#### WHAT TO PRODUCE:
Please return every line below that contains the string "kindly".

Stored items

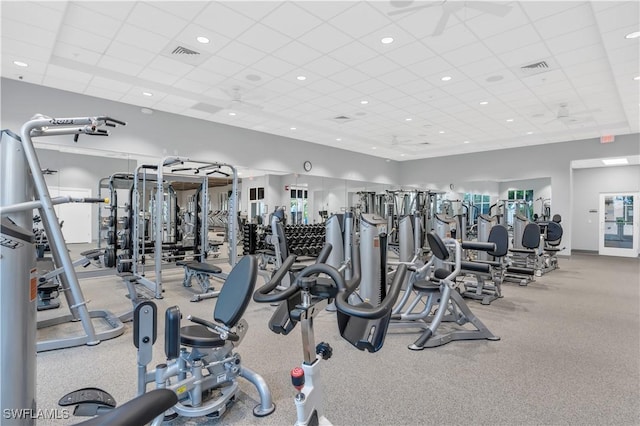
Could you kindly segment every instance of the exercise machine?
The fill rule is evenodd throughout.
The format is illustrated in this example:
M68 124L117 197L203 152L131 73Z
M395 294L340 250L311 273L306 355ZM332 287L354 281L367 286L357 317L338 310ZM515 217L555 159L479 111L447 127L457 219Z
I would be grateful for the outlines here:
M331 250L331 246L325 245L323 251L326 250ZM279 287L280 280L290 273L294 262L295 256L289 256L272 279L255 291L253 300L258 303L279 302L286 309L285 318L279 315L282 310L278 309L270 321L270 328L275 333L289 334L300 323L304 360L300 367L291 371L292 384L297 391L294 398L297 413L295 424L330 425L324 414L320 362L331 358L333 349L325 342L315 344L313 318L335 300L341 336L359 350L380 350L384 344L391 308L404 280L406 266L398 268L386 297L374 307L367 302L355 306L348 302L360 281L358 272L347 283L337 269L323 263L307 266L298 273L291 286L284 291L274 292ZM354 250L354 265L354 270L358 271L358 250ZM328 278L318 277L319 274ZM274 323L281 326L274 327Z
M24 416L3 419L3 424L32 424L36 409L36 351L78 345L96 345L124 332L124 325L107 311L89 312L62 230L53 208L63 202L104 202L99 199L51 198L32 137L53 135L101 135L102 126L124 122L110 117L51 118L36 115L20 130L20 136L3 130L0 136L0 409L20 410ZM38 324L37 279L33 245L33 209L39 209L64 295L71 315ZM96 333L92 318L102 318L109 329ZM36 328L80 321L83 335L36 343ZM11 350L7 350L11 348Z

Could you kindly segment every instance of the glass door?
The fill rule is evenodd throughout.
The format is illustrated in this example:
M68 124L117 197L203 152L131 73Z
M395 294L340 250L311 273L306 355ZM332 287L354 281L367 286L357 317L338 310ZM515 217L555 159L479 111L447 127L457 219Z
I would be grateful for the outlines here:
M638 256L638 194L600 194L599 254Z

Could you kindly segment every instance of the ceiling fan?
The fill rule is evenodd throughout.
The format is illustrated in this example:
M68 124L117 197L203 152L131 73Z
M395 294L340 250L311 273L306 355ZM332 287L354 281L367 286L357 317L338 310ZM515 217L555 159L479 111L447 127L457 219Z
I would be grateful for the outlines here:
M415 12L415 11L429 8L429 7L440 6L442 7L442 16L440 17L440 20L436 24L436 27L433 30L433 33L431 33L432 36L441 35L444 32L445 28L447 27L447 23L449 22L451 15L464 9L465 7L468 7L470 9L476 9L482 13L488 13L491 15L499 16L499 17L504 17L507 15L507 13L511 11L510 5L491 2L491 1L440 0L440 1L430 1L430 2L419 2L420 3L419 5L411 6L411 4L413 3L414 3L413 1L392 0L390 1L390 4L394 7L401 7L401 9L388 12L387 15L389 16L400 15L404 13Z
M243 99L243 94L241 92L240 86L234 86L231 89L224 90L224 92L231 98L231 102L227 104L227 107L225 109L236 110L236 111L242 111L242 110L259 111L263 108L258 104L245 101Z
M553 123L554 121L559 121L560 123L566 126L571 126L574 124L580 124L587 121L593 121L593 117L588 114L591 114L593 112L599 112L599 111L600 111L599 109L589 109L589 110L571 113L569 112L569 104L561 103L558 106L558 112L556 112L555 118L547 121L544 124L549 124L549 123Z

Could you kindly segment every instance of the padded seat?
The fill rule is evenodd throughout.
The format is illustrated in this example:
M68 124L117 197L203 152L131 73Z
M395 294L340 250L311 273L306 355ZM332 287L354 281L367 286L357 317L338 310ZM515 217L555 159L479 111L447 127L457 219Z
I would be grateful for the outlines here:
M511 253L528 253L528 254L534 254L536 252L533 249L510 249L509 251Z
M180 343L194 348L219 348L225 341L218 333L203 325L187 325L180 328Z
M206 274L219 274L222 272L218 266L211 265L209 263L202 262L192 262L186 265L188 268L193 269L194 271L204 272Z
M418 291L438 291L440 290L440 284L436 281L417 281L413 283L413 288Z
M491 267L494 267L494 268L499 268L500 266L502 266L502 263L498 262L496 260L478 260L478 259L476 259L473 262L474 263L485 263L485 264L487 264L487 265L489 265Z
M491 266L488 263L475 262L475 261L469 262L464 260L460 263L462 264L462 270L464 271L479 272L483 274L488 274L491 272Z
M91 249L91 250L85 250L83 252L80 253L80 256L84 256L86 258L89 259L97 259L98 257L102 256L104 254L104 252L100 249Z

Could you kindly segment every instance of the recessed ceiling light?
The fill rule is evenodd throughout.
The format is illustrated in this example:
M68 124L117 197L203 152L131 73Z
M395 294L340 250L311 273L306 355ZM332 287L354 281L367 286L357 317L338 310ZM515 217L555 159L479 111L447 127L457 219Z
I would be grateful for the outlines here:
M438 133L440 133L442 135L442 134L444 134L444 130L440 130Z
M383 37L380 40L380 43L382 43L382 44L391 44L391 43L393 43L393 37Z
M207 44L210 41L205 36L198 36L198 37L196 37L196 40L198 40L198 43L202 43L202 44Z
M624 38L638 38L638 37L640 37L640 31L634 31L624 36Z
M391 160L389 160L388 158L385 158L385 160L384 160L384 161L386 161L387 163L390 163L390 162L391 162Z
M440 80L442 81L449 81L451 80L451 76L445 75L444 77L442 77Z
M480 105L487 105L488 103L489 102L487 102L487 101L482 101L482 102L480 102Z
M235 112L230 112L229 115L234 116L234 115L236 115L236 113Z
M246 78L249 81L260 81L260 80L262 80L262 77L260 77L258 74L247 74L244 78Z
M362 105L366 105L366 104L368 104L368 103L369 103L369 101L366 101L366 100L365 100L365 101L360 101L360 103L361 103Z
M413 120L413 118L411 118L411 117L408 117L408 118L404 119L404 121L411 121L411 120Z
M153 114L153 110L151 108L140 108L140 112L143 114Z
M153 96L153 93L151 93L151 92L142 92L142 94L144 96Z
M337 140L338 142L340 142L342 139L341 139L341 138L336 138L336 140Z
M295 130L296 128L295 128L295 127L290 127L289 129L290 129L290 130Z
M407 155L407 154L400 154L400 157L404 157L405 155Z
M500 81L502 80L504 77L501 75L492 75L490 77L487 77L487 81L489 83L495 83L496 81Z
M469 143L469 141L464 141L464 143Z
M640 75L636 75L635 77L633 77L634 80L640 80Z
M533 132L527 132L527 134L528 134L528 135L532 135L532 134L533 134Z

#### SOLUTION:
Could you kindly segment every instance of the exercise machine?
Could you kindly segment every instance of the glass door?
Could you kindly segment every instance of the ceiling fan?
Could you kindly segment every instance of the padded seat?
Could you kindly segment every instance of the recessed ceiling light?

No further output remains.